The Wong-Baker FACES scale has been in existence since 1983. Research was conducted on what sort of scales children and adolescents preferred and this one, with faces, won out. And while I’m sure it has helped many a physician to understand the levels of what children may be feeling at any given moment in their office, it also feels inadequate to the varieties of pain they may experience (and we parents, observe).
In my own experience as a the mother of a child with a rare autoimmune disease that effected her muscles and skin and required years of hospital infusions, injections of chemotherapy drugs and several other medicines, including steroids, and as a former mental health counselor, I have first hand knowledge of the complicated nature of “pain.” In addition, I have spoken to, and worked with many parents over the past 15 years who also have children with chronic physical and mental illnesses and it has become apparent to me that the pain scales used in both adult and children’s medical care just scratch the surface of realities.
In this light I have written several poems about pain and our bodies. One of them was recently published in HEAL, a medical humanities journal out of Florida State University. My poem, “Scaling Pain” is among other essays, photos, visual art and poems.
In my chapbook, The Body Lives Its Undoing, I also have a poem, “Pain, On a Scale of 1-10” first published in SWWIM Every Day online, that looks at a variety of painful experiences, including psychic and existential ones.
Especially now, in the year(s) of COVID-19, pain comes in many forms. I hope we can continue to push our knowledge forward of the relationships between mental, spiritual, and physical health. And though peace (peace of mind and body) may not be the goal for everyone, this quote from Pema Chodron, a Buddhist teacher, from her book, When Things Fall Apart:Heart Advice for Difficult Times, helps me a lot when I am in the thick of pain.
“When we are training in the art of peace, we are not given any promises that, because of our noble intentions, everything will be okay. In fact, there are no promises of fruition at all. Instead, we are encouraged to simply look deeply at joy and sorrow, at laughing and crying, at hoping and fearing, at all that lives and dies. We learn that what truly heals is gratitude and tenderness.”

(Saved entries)
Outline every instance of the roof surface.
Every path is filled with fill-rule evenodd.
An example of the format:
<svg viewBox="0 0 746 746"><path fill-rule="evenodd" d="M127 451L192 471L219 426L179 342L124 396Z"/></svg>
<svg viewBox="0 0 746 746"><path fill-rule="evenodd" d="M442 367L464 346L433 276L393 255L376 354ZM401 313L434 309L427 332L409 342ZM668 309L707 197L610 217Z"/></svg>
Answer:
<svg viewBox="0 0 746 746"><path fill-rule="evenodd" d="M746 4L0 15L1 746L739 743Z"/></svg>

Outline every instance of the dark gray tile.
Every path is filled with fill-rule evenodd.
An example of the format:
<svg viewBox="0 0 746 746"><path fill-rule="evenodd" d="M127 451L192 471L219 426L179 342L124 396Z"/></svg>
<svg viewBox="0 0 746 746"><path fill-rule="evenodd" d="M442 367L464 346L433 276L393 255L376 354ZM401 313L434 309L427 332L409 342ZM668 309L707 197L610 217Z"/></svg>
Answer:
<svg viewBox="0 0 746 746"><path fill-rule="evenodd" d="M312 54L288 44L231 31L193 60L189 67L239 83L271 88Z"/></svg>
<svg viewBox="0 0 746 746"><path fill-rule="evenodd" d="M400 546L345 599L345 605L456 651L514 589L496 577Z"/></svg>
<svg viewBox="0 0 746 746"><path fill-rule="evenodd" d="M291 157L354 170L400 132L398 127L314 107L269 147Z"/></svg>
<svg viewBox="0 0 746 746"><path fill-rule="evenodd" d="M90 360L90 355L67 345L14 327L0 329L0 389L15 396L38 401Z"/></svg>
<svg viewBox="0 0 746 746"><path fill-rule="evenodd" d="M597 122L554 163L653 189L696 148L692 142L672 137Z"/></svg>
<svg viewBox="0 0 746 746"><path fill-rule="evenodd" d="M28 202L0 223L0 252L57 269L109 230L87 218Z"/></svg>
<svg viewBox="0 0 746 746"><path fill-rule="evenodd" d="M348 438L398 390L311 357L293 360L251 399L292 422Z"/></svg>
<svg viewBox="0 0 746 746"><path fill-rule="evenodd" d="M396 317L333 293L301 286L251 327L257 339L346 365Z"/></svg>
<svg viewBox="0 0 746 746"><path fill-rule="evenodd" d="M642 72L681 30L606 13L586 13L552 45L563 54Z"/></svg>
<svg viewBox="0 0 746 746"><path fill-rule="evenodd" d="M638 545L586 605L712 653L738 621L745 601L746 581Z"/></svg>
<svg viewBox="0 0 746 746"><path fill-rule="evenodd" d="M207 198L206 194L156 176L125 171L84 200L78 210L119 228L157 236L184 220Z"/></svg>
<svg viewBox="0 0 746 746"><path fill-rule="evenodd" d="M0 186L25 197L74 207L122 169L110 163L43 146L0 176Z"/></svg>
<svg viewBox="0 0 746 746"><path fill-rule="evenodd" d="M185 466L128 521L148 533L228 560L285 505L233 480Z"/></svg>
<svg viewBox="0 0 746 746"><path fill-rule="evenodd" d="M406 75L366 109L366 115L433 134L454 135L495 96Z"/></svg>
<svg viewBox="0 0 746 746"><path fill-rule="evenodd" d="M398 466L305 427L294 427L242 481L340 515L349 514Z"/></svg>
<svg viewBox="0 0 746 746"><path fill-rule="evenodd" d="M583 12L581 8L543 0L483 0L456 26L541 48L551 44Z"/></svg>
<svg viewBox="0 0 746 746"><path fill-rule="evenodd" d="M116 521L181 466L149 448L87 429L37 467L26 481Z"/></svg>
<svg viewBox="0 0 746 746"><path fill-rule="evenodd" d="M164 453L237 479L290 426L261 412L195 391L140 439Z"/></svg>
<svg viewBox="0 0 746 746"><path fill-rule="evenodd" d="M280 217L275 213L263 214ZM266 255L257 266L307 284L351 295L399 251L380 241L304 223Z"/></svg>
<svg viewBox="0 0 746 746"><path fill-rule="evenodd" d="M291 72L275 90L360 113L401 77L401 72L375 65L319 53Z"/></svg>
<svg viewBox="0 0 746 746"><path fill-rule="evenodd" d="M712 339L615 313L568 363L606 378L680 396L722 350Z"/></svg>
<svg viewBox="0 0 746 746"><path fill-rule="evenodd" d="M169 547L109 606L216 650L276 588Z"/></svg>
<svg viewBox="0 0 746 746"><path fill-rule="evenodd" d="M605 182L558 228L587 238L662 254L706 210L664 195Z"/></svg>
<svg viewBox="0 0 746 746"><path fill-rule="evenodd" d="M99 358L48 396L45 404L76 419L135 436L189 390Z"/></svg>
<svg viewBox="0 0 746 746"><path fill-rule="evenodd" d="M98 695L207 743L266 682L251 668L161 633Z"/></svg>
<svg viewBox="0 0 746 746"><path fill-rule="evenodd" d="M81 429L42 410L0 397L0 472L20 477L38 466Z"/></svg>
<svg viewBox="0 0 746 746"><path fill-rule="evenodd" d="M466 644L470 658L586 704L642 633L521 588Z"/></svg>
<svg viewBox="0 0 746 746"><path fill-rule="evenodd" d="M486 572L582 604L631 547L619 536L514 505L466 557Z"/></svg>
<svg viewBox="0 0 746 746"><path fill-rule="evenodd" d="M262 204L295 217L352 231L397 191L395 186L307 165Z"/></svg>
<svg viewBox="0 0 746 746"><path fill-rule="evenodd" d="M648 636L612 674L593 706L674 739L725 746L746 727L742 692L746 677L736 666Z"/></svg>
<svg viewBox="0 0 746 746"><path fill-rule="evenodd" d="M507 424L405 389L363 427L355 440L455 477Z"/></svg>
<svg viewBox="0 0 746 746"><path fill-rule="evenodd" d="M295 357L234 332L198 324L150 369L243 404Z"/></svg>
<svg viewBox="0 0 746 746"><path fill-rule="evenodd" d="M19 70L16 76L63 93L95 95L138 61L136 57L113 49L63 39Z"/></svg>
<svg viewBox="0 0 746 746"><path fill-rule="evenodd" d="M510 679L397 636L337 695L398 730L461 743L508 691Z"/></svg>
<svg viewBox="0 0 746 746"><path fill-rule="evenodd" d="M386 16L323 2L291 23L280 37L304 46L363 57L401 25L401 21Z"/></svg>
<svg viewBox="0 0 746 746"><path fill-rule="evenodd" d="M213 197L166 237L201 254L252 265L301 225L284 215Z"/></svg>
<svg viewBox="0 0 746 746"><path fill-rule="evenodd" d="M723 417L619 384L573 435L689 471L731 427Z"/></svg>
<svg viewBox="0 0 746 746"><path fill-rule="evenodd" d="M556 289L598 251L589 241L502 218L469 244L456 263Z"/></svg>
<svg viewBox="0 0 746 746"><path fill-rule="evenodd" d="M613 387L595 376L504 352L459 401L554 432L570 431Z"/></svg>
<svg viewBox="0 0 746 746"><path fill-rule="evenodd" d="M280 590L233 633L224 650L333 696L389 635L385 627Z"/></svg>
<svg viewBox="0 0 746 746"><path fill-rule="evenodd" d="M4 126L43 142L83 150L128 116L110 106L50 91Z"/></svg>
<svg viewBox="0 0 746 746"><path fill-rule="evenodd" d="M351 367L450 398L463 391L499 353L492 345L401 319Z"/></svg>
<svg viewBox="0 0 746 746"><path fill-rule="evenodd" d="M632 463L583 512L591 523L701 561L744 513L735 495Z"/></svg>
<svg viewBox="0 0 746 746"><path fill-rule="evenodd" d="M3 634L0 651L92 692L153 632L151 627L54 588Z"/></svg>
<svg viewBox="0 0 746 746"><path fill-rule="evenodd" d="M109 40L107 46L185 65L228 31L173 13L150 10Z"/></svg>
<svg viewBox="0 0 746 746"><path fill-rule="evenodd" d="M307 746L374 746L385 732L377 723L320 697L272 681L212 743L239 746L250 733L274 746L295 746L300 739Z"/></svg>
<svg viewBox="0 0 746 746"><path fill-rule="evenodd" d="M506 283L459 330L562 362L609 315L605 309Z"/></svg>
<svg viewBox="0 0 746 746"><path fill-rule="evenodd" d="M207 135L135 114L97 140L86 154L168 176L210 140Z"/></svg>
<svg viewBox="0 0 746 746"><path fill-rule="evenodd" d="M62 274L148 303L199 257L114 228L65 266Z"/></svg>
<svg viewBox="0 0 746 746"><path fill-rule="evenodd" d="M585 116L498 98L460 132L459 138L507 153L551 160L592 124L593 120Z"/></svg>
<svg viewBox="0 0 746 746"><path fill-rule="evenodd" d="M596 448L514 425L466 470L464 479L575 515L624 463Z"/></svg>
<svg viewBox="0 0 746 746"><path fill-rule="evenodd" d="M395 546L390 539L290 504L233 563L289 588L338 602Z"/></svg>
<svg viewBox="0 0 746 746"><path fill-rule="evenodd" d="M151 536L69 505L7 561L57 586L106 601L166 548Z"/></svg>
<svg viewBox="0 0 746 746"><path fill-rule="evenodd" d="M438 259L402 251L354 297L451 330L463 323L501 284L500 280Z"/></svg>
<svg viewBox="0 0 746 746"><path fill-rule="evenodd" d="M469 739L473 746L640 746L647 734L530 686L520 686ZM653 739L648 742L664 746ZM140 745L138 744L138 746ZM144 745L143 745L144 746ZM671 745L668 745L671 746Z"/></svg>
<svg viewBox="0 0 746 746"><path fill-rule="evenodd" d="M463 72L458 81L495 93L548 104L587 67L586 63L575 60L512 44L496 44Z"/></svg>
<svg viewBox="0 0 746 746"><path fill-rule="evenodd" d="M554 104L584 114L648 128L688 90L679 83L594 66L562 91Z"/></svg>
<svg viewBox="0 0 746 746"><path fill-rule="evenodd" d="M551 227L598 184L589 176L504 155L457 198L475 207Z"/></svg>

▸ **Task set**
#1 Answer these questions from the post on pain scales:
(a) Since what year has the Wong-Baker FACES scale been in existence?
(b) Which journal recently published the poem "Scaling Pain"?
(c) Where was the poem "Pain, On a Scale of 1-10" first published?
#2 Extract the passage of the post on pain scales from "In my chapbook, The" to "thick of pain.", copying it unchanged.
#3 Decide whether each statement agrees with the post on pain scales. Answer yes or no, and quote the words of the post that decide it.
(a) The writer once worked as a mental health counselor.
(b) The writer's chapbook is titled When Things Fall Apart.
(c) Pema Chodron is described as a Buddhist teacher.
The rows play no part in any of this.

▸ **Exercise answers**
#1
(a) 1983
(b) HEAL, a medical humanities journal out of Florida State University
(c) SWWIM Every Day online

#2
In my chapbook, The Body Lives Its Undoing, I also have a poem, “Pain, On a Scale of 1-10” first published in SWWIM Every Day online, that looks at a variety of painful experiences, including psychic and existential ones.
Especially now, in the year(s) of COVID-19, pain comes in many forms. I hope we can continue to push our knowledge forward of the relationships between mental, spiritual, and physical health. And though peace (peace of mind and body) may not be the goal for everyone, this quote from Pema Chodron, a Buddhist teacher, from her book, When Things Fall Apart:Heart Advice for Difficult Times, helps me a lot when I am in the thick of pain.

#3
(a) Yes: "as a former mental health counselor"
(b) No: "In my chapbook, The Body Lives Its Undoing"
(c) Yes: "Pema Chodron, a Buddhist teacher"